━━━ TRECHO DO TEXTO
Todos de olho em US$ 1 trilhão

Agronegócio africano está pronto para um grande salto, aponta relatório do Banco Mundial
Imagine por um momento o impacto que um setor de agronegócio africano de US$ 1 trilhão teria sobre a vida dos africanos. Atualmente valendo cerca de US$ 313 bilhões, o setor já emprega 70% das pessoas mais pobres do continente.
Triplicar este valor vai trazer empregos e tirar milhões de pessoas da pobreza; a maioria das pessoas terá acesso a uma alimentação nutritiva; as exportações agrícolas africanas vão dominar os mercados globais; e os agricultores do continente, que sofreram o impacto das condições econômicas desfavoráveis, ganharão um novo impulso quando eles se tornarem competidores no mercado global. Este não é um sonho inalcançável. O relatório, “Growing Africa: Unlocking the Potential of Agribusiness”, calcula que o agronegócio africano valerá US$ 1 trilhão até 2030.
Sem varinhas mágicas
Mas nenhuma mágica fará com que um setor de agronegócio que vale US$ 313 bilhões se transforme em uma potência de US$ 1 trilhão. O Banco Mundial adverte que todos precisarão trabalhar muito – os governos, o setor privado, os agricultores, e assim por diante.

No entanto, os elementos para um salto estão posicionados. Por exemplo, além dos enormes recursos hídricos não explorados, a África tem mais de 50% das terras férteis e não utilizadas do mundo – sendo 450 milhões de hectares. O continente utiliza apenas 2% dos seus recursos hídricos renováveis, enquanto a média mundial é de 5%. O interesse constante e crescente do setor privado no agronegócio africano é apenas a cereja do bolo.
À primeira vista, o relatório do Banco Mundial apresenta uma imagem brilhante – até mesmo comemorativa – do potencial do agronegócio africano. Mas o documento também destaca de forma rigorosa os muitos obstáculos persistentes e recorrentes no caminho do progresso do desenvolvimento. De acordo com o documento, “para gerar os empregos, a renda e os alimentos tão necessários para a população crescente da África ao longo dos próximos 20 anos, as agroindústrias precisam se submeter a uma transformação estrutural”, e isso exige investimentos mais articulados no setor.
Vinícola na Cidade do Cabo, África do Sul Foto: Antoine Lorgnier/ Only World/Only France/France Presse
Vinícola na África do Sul
Foto: Antoine Lorgnier/ Only World/Only France/France Presse
Necessidades infraestruturais
De acordo com o relatório, “a infraestrutura é uma prioridade para impulsionar o agronegócio em toda a África. A melhores apostas para a infraestrutura são a irrigação, as estradas e os mercados”. Em 2010, por exemplo, a África produziu 1,3 mil kg de cereais por hectare de terra arável, o que corresponde a cerca de metade do que o sul da Ásia produziu por hectare, de acordo com o Banco Mundial.
Uma das principais razões para essa baixa produção é o pequeno percentual de terras aráveis irrigadas nos países africanos, apenas uma média de 3%, em comparação com a média de 47% dos países asiáticos, afirma a Organização das Nações Unidas para Alimentação e Agricultura (FAO). Além disso, a falta de estradas rurais impede o acesso dos agricultores aos mercados e aumenta as perdas pós-colheita.
━━━━━━
━━━ EXCERTOS DE DADOS
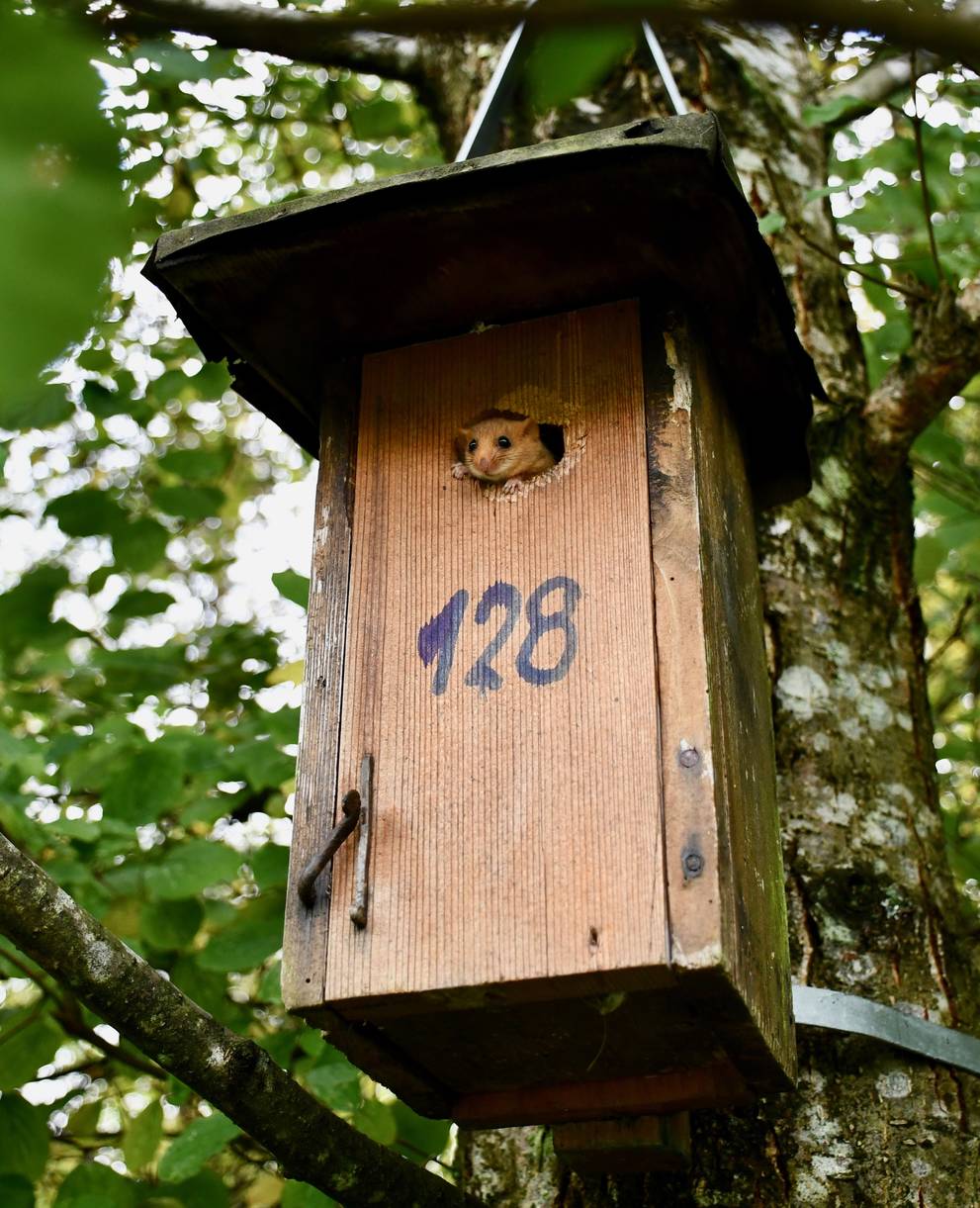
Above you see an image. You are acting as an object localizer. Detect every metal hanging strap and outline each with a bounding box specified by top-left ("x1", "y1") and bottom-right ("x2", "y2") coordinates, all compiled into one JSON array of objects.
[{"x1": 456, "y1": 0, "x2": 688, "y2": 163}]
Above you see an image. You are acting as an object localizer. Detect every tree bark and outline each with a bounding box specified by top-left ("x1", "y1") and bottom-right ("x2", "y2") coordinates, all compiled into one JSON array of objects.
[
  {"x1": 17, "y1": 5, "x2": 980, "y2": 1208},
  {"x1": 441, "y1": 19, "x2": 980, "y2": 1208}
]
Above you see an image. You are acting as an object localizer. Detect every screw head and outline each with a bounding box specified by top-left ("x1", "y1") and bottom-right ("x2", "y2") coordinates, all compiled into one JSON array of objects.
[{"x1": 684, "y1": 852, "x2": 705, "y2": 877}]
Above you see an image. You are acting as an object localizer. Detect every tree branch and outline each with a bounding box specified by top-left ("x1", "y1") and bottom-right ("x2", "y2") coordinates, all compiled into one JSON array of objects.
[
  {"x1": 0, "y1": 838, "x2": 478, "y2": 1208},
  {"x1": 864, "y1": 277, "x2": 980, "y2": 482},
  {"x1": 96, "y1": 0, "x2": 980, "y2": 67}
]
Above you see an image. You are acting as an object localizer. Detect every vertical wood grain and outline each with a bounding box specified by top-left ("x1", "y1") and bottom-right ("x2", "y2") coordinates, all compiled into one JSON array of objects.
━━━━━━
▸ LISTA DE TAREFAS
1) Segundo o texto sobre o agronegócio africano, qual é a média de terras aráveis irrigadas nos países africanos?
2) Imprima o trecho do texto sobre o agronegócio africano entre "No entanto, os" e "cereja do bolo.", inclusive.

▸ RESPOSTAS DAS TAREFAS
1) Apenas 3%.

2)
No entanto, os elementos para um salto estão posicionados. Por exemplo, além dos enormes recursos hídricos não explorados, a África tem mais de 50% das terras férteis e não utilizadas do mundo – sendo 450 milhões de hectares. O continente utiliza apenas 2% dos seus recursos hídricos renováveis, enquanto a média mundial é de 5%. O interesse constante e crescente do setor privado no agronegócio africano é apenas a cereja do bolo.